Start Task input

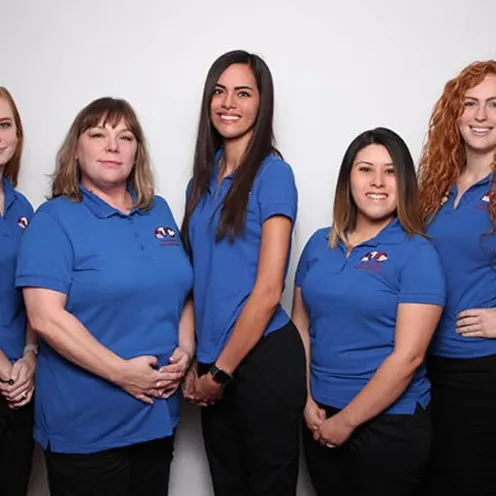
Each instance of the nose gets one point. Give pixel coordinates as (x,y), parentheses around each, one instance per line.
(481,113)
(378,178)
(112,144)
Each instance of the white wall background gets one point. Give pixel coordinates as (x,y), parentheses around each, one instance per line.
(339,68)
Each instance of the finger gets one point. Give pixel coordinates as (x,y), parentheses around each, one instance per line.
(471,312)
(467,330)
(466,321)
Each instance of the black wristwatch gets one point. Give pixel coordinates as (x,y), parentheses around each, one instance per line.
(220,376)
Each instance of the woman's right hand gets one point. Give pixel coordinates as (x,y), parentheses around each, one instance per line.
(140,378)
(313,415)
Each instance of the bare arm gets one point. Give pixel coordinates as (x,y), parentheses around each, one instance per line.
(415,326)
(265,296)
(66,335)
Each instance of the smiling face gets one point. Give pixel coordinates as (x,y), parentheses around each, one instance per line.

End Task input
Start Task input

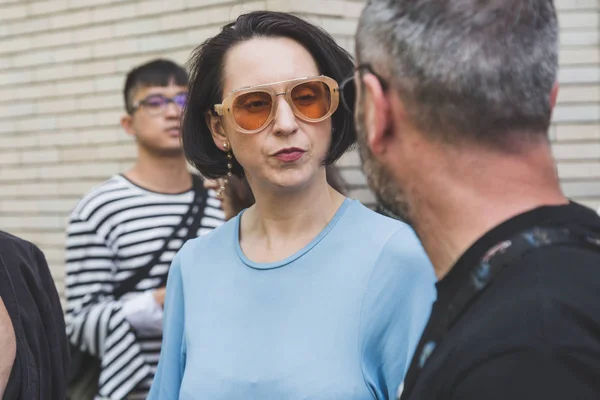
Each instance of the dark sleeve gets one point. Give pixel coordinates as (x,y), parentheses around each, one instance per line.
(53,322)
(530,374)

End Task input

→ **Work to be completed**
Filter the material above, keeping only the lines that contain the word "wristwatch", and copy each of those lines in full.

→ **Task solution**
Each instance of the black wristwatch gets one point. Give pixel coordinates as (x,y), parentheses around each, one instance per line.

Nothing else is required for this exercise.